== Problem description ==
Can you put the records below into a two-column CSV with the headers "instruction" and "points", one row per record, holding its text and its answer, each in a single quoted field with line breaks replaced by spaces?

== Provided records ==

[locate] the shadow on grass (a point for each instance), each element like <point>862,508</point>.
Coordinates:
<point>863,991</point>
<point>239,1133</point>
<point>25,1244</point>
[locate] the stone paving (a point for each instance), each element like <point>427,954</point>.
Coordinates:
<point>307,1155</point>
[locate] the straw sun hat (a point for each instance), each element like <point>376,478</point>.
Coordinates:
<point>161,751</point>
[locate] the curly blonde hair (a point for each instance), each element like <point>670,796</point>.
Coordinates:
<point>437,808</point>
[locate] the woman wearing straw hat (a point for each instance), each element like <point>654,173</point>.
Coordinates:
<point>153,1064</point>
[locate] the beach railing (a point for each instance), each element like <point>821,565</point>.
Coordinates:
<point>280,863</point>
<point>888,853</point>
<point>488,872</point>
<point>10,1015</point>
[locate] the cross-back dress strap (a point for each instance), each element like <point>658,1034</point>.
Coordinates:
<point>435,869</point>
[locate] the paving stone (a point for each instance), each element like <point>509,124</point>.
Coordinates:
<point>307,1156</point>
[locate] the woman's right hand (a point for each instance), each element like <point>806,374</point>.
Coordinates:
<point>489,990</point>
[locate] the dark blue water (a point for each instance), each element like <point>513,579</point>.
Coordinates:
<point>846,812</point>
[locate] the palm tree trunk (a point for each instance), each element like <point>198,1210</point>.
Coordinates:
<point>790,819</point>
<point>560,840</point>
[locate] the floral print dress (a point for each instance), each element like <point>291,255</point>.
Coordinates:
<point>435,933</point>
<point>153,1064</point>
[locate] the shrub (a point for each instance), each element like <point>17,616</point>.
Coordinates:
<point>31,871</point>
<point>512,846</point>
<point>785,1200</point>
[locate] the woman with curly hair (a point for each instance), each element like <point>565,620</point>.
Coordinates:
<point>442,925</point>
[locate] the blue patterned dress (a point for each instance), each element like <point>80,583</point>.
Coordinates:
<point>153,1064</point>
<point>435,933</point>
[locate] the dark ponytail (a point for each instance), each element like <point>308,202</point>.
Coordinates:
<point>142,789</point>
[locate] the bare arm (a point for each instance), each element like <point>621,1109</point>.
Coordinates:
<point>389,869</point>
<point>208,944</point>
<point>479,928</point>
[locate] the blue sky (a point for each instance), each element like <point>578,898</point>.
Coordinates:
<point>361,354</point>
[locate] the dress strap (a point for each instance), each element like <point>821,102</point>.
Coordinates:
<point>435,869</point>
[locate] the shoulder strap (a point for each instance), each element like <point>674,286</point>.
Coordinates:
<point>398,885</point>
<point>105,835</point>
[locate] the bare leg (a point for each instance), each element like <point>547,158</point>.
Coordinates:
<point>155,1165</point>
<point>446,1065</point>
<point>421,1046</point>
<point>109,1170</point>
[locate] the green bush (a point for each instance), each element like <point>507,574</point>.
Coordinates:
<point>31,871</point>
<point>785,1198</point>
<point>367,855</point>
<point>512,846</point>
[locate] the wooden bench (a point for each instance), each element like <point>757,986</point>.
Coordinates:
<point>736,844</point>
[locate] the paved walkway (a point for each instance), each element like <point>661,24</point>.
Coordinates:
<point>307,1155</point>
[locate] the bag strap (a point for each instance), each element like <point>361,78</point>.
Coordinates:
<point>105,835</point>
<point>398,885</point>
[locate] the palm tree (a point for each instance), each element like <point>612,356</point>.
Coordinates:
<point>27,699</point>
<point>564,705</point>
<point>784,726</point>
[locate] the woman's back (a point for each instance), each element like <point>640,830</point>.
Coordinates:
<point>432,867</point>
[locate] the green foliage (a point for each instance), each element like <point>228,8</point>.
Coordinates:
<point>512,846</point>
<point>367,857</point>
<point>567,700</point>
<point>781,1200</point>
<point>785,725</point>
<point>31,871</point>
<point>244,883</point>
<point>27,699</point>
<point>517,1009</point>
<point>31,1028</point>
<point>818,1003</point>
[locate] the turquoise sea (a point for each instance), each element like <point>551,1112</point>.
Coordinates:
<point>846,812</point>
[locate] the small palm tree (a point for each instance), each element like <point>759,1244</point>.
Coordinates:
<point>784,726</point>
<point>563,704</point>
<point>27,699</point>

== Written response ==
instruction,points
"[locate] the shadow on grass (a point for each instance), each element like <point>862,508</point>. Coordinates:","<point>863,991</point> <point>239,1133</point> <point>25,1244</point>"
"[locate] the stone paving (a point for each instance), each element like <point>427,954</point>. Coordinates:","<point>307,1155</point>"
"[locate] the straw sun hat (a point for each instance), each element like <point>376,478</point>. Coordinates:","<point>161,751</point>"
"[locate] the curly blonde hair (a point for each instance), each element like <point>670,796</point>. Coordinates:","<point>437,808</point>"
"[locate] the woman wearing straw hat (a point for each instance), each element like <point>654,173</point>. Coordinates:","<point>153,1064</point>"
"[locate] the beach railing (a point for each instance), each element like <point>821,565</point>. Coordinates:","<point>280,863</point> <point>888,853</point> <point>488,872</point> <point>10,1015</point>"
"[locate] the cross-back dress strap (a point for each instance), each element like <point>658,1034</point>. Coordinates:","<point>435,869</point>"
"[locate] the paving stone (a point for each instance), each element like <point>509,124</point>. Coordinates:","<point>307,1156</point>"
"[locate] the woman's right hand (a point for each instance), each element like <point>806,374</point>. Coordinates:","<point>489,990</point>"
"[locate] the dark blue water (a point for each instance), each element like <point>513,579</point>. Coordinates:","<point>846,812</point>"
"[locate] the palm tree trunk (a point for each instance), each element like <point>198,1210</point>. Coordinates:","<point>790,819</point> <point>560,840</point>"
"[locate] the floral print dress (a point for each instance), each element like <point>291,255</point>. Coordinates:","<point>435,933</point> <point>153,1064</point>"
"[locate] the shrub (a point for each instance), each element like <point>17,616</point>. Coordinates:","<point>31,871</point> <point>512,846</point> <point>785,1200</point>"
"[locate] the woman with curly hair (a point for each instance), each element like <point>565,620</point>. Coordinates:","<point>442,925</point>"
"[locate] the blue patterned dress (a point for each instance), each element like <point>80,583</point>. Coordinates:","<point>153,1064</point> <point>435,933</point>"
"[locate] the dark ponytail (a point for each instance), each element like <point>308,202</point>. Coordinates:","<point>142,789</point>"
"[locate] the bare arm (a point for each instance), each element like <point>621,1109</point>. Coordinates:","<point>389,869</point> <point>208,944</point> <point>479,928</point>"
"[locate] the blue sky (a point for each instance), each element like <point>578,898</point>. Coordinates:","<point>361,354</point>"
"[locate] the dress strap (a point for each instance), each element like <point>821,102</point>. Coordinates:","<point>435,869</point>"
"[locate] the shoulder strap (a point for each instance), each element like <point>674,286</point>. Coordinates:","<point>398,885</point> <point>105,835</point>"
"[locate] the bare leg (a point for each instance), each element like <point>547,158</point>. Coordinates:","<point>155,1165</point> <point>446,1065</point> <point>421,1046</point> <point>109,1170</point>"
"[locate] the green bush (a point for each instance), each element like <point>507,574</point>. Coordinates:","<point>31,871</point> <point>785,1198</point> <point>367,855</point> <point>512,846</point>"
"[locate] the wooden bench (a point for each instance), each element like <point>757,986</point>. Coordinates:","<point>736,844</point>"
"[locate] the paved walkway (a point for each instance), each element like <point>661,24</point>. Coordinates:","<point>307,1155</point>"
"[locate] the bag strap (a point for each instance), each element like <point>361,78</point>. Coordinates:","<point>105,835</point> <point>398,885</point>"
"[locate] the palm tree (a point for each instance), each element like <point>612,356</point>. Coordinates:","<point>27,699</point> <point>564,705</point> <point>784,726</point>"
"[locate] the woman's back (a point for each instance), each element like <point>640,830</point>. Coordinates:","<point>432,867</point>"
"[locate] the green foliage (a point for each instance), each element like <point>228,8</point>. Coordinates:","<point>512,846</point> <point>367,857</point> <point>567,700</point> <point>781,1200</point> <point>785,725</point> <point>31,871</point> <point>244,883</point> <point>27,699</point> <point>517,1009</point> <point>31,1028</point> <point>818,1003</point>"
"[locate] the turquoise sea (a point for each instance), each element like <point>551,1112</point>. Coordinates:","<point>846,812</point>"
"[locate] the small palm tree (a point for each instance), each element like <point>759,1244</point>. Coordinates:","<point>784,726</point> <point>563,704</point> <point>27,699</point>"